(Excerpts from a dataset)
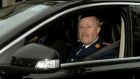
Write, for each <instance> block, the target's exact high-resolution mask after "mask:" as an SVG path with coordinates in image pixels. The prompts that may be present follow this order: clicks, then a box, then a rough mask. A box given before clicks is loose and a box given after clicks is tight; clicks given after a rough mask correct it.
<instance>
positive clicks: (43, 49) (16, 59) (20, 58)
mask: <svg viewBox="0 0 140 79" xmlns="http://www.w3.org/2000/svg"><path fill="white" fill-rule="evenodd" d="M11 64H12V65H13V66H20V67H35V68H37V69H43V70H49V69H58V68H59V67H60V63H59V54H58V52H57V51H56V50H54V49H52V48H49V47H47V46H43V45H39V44H35V43H32V44H28V45H26V46H24V47H22V48H20V49H19V50H17V51H16V52H15V53H14V54H13V56H12V61H11Z"/></svg>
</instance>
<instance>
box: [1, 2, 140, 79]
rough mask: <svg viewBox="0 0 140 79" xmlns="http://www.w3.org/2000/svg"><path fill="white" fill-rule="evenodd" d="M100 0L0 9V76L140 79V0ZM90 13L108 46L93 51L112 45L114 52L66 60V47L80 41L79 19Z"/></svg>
mask: <svg viewBox="0 0 140 79" xmlns="http://www.w3.org/2000/svg"><path fill="white" fill-rule="evenodd" d="M104 1H105V0H101V1H97V0H93V1H84V0H83V1H82V0H77V1H46V0H41V1H25V2H23V3H19V4H16V5H14V6H10V7H7V8H1V9H0V26H1V29H0V76H1V78H2V79H7V78H13V79H19V78H23V79H24V78H25V79H26V78H31V79H34V78H36V79H41V78H55V79H56V78H64V79H65V78H89V77H92V78H97V79H98V78H109V79H112V78H114V77H112V76H115V78H116V79H117V78H120V77H123V78H125V79H126V78H128V79H137V78H138V79H139V76H138V75H136V72H139V67H140V57H139V53H138V51H139V46H138V45H139V43H140V40H139V31H140V30H139V23H140V22H139V21H140V20H139V15H140V12H139V8H140V7H139V6H140V1H138V0H133V1H127V0H121V1H107V2H104ZM134 2H135V3H134ZM6 11H9V12H6ZM89 12H90V13H91V14H94V15H96V16H98V17H99V19H100V21H101V22H102V27H101V29H102V30H101V32H100V33H99V36H100V37H101V38H102V39H103V40H105V42H106V43H107V44H108V46H109V47H104V49H101V50H99V51H97V52H98V53H99V52H104V51H107V50H108V49H115V50H117V52H118V54H119V57H118V58H113V59H103V60H89V59H88V58H93V57H94V54H93V55H90V56H88V57H87V59H85V60H84V61H80V62H70V63H67V62H65V60H66V58H67V57H68V54H69V52H70V50H71V49H72V47H74V46H76V45H78V44H79V43H80V42H79V36H78V32H77V30H78V28H77V26H78V22H79V19H80V17H81V16H82V13H89ZM3 13H4V14H3ZM99 54H100V53H99ZM93 59H94V58H93ZM122 73H123V74H122ZM108 74H109V75H108ZM116 74H117V77H116ZM110 75H112V76H110Z"/></svg>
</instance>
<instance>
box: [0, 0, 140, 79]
mask: <svg viewBox="0 0 140 79" xmlns="http://www.w3.org/2000/svg"><path fill="white" fill-rule="evenodd" d="M127 1H128V0H127ZM135 1H138V0H135ZM84 3H86V2H84V1H83V3H80V5H81V4H84ZM77 5H79V1H76V2H71V3H68V4H65V5H62V4H59V5H56V7H57V8H55V9H53V10H51V11H46V12H47V13H48V14H46V15H45V16H46V17H47V18H49V17H51V16H53V15H55V14H57V12H61V11H63V10H65V9H67V8H70V7H73V6H77ZM43 14H45V12H43ZM43 14H40V16H41V15H42V17H44V15H43ZM124 16H125V17H126V15H124ZM46 17H45V18H46ZM128 18H130V17H129V15H127V17H126V19H125V20H128V21H127V22H129V23H131V22H130V19H128ZM34 19H36V20H37V21H38V20H39V19H37V18H34ZM42 20H44V18H43V19H42V18H41V20H40V21H39V22H41V21H42ZM31 22H32V20H31ZM34 22H35V21H34ZM28 23H30V22H29V21H28V22H27V24H28ZM125 24H127V23H125ZM128 25H129V24H128ZM130 25H131V24H130ZM21 26H22V25H21ZM21 26H20V27H21ZM129 27H130V26H128V28H127V27H126V28H127V29H128V30H127V32H126V33H129V32H130V31H131V30H130V28H129ZM23 29H25V28H22V30H23ZM128 35H131V34H128ZM128 35H126V36H128ZM131 37H132V35H131ZM12 38H13V37H12ZM127 38H130V37H127ZM127 38H126V39H127ZM8 39H10V38H8ZM130 42H132V40H128V42H127V44H128V45H127V46H129V45H130V47H126V48H128V49H129V50H130V49H131V48H132V47H131V46H132V45H131V43H130ZM126 50H127V49H126ZM129 50H128V51H127V52H129ZM130 52H132V51H130ZM139 61H140V59H139V58H128V59H124V60H123V59H122V60H120V59H111V60H107V61H106V60H103V61H102V60H101V61H91V62H79V63H69V64H61V67H62V68H64V69H66V70H64V71H62V72H68V71H67V69H69V68H71V67H73V66H76V67H77V66H85V68H84V71H85V72H92V73H94V72H100V71H112V70H122V71H123V70H127V69H130V70H131V69H135V68H139V65H140V63H139ZM116 62H118V63H116ZM114 63H115V64H114ZM89 64H91V65H90V66H92V64H93V66H92V67H90V66H89ZM95 64H96V66H94V65H95ZM86 66H87V69H86ZM0 69H1V73H2V74H6V73H7V72H11V73H12V72H13V71H15V73H17V72H18V73H19V72H22V73H24V72H25V73H28V72H35V73H36V72H40V70H36V69H34V68H26V67H25V68H24V67H16V66H9V65H8V66H0ZM16 70H17V71H16ZM18 70H19V71H18ZM62 70H63V69H62ZM41 72H42V70H41ZM43 72H46V73H47V72H48V71H43ZM68 73H69V72H68ZM45 75H46V74H45ZM31 76H32V75H31ZM62 76H67V73H65V75H62ZM57 78H58V77H57Z"/></svg>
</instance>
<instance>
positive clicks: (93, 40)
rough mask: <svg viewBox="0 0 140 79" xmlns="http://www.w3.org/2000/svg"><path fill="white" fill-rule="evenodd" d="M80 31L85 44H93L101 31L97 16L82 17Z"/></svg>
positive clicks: (80, 21) (96, 38)
mask: <svg viewBox="0 0 140 79" xmlns="http://www.w3.org/2000/svg"><path fill="white" fill-rule="evenodd" d="M78 32H79V38H80V41H81V42H82V43H83V44H84V45H89V44H92V43H93V42H94V41H95V40H96V39H97V38H98V33H99V32H100V27H99V24H98V22H97V19H96V17H94V16H91V17H85V18H83V19H81V20H80V24H79V28H78Z"/></svg>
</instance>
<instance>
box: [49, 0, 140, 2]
mask: <svg viewBox="0 0 140 79" xmlns="http://www.w3.org/2000/svg"><path fill="white" fill-rule="evenodd" d="M47 1H78V0H47ZM79 1H84V2H90V1H95V2H101V1H103V2H124V1H125V2H140V0H79Z"/></svg>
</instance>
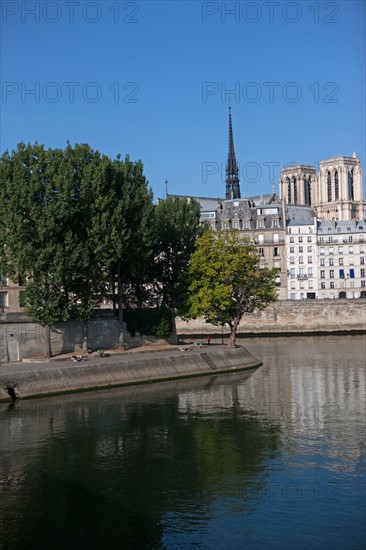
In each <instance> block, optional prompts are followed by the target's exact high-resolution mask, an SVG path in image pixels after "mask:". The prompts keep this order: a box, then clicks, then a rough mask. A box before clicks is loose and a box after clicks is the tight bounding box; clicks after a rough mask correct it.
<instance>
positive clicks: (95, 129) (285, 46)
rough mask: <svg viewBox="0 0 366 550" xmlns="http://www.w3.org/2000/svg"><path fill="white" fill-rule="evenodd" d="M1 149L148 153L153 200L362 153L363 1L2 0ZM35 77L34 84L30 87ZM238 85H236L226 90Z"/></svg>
mask: <svg viewBox="0 0 366 550" xmlns="http://www.w3.org/2000/svg"><path fill="white" fill-rule="evenodd" d="M1 9H2V13H1V31H2V32H1V79H2V95H1V151H4V150H5V149H10V150H11V149H14V148H15V147H16V145H17V143H18V142H20V141H25V142H35V141H38V142H39V143H43V144H45V145H46V146H47V147H48V146H50V147H64V146H65V144H66V141H67V140H69V141H70V142H71V143H72V144H74V143H77V142H79V143H80V142H83V143H89V144H90V145H91V146H92V147H93V148H96V149H98V150H99V151H101V152H102V153H105V154H107V155H110V156H112V157H114V156H115V155H116V154H117V153H121V154H122V155H123V156H124V155H125V154H129V155H130V156H131V158H132V159H133V160H137V159H141V160H142V161H143V163H144V167H145V174H146V177H147V178H148V180H149V183H150V185H151V187H152V188H153V191H154V197H155V199H156V198H157V197H159V196H160V197H163V196H164V194H165V184H164V181H165V180H166V179H167V180H168V182H169V183H168V191H169V193H178V194H189V195H200V196H212V197H218V196H222V195H223V194H224V193H225V183H224V178H225V175H224V171H223V170H222V167H224V163H225V160H226V156H227V141H228V136H227V133H228V104H229V97H230V100H231V106H232V114H233V128H234V140H235V150H236V157H237V160H238V162H239V164H240V171H241V190H242V194H245V195H246V196H248V195H253V194H259V193H266V192H270V191H271V184H272V181H273V178H274V180H275V183H276V190H278V185H277V182H278V175H279V171H280V167H281V166H283V165H284V164H287V163H290V162H301V163H305V164H315V165H316V164H317V163H318V161H319V160H321V159H324V158H328V157H331V156H335V155H346V156H351V155H352V153H353V152H354V151H355V152H356V153H357V156H358V157H359V158H360V159H361V163H362V166H363V170H364V172H365V171H366V159H365V2H363V1H351V0H347V1H338V2H329V1H326V2H322V1H311V2H307V1H298V2H278V1H277V2H263V1H260V2H255V1H254V2H221V1H218V2H199V1H186V2H181V1H166V2H155V1H154V0H149V1H143V2H130V1H121V2H118V1H115V0H104V1H99V2H88V1H82V0H79V1H78V2H77V1H71V0H69V1H68V2H67V1H66V0H65V1H64V0H60V1H38V2H33V1H32V2H23V1H22V2H17V1H5V0H2V2H1ZM31 90H33V93H31ZM230 90H232V93H230Z"/></svg>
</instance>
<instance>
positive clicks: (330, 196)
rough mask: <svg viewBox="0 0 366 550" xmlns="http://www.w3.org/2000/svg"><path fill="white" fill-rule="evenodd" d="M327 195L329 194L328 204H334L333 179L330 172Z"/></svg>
mask: <svg viewBox="0 0 366 550" xmlns="http://www.w3.org/2000/svg"><path fill="white" fill-rule="evenodd" d="M327 193H328V202H332V179H331V175H330V172H329V171H328V174H327Z"/></svg>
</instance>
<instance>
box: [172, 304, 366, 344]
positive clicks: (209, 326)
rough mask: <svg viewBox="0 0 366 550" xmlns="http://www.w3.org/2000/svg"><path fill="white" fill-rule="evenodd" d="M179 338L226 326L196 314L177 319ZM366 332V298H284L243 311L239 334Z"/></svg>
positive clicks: (248, 335) (210, 330)
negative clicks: (327, 299) (273, 301)
mask: <svg viewBox="0 0 366 550" xmlns="http://www.w3.org/2000/svg"><path fill="white" fill-rule="evenodd" d="M176 329H177V335H178V338H181V339H183V338H189V337H194V336H195V337H199V338H207V336H210V335H211V336H212V337H215V336H216V337H220V336H225V335H227V334H228V333H229V328H228V326H227V325H226V326H225V327H223V328H221V327H217V326H214V325H211V324H209V323H206V322H205V321H204V319H201V318H198V319H195V320H191V321H188V322H187V321H183V320H182V319H180V318H177V319H176ZM337 332H340V333H352V332H366V300H363V299H355V300H348V299H347V300H339V299H337V300H301V301H300V300H299V301H295V300H283V301H279V302H276V303H274V304H271V305H270V306H268V308H266V309H265V310H263V311H256V312H254V313H252V314H250V315H245V317H243V319H242V320H241V322H240V325H239V330H238V335H243V336H250V335H260V334H262V335H286V334H298V335H301V334H306V333H308V334H314V333H315V334H316V333H337Z"/></svg>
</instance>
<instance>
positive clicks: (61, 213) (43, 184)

# Problem
Scan the records above, then copy out each line that mentions "after".

# Output of the exercise
Write, for each <instance> block, the target's exact high-resolution mask after "mask:" as an SVG path with coordinates in image pixels. The prompts that may be present follow this order: clicks, then a box, then a rough mask. A box given before clicks is loose and a box given after clicks is tight; clicks given after a rough mask correct it.
In each <instance> block, optional prompts are followed by the target's exact high-resolution mask, an SVG path in image pixels after "mask:". The prompts keep this order: a box, then clicks, then a rough mask. A box before clicks is loose and a box after clicks is the tight bounding box; clicks after a rough mask correct it.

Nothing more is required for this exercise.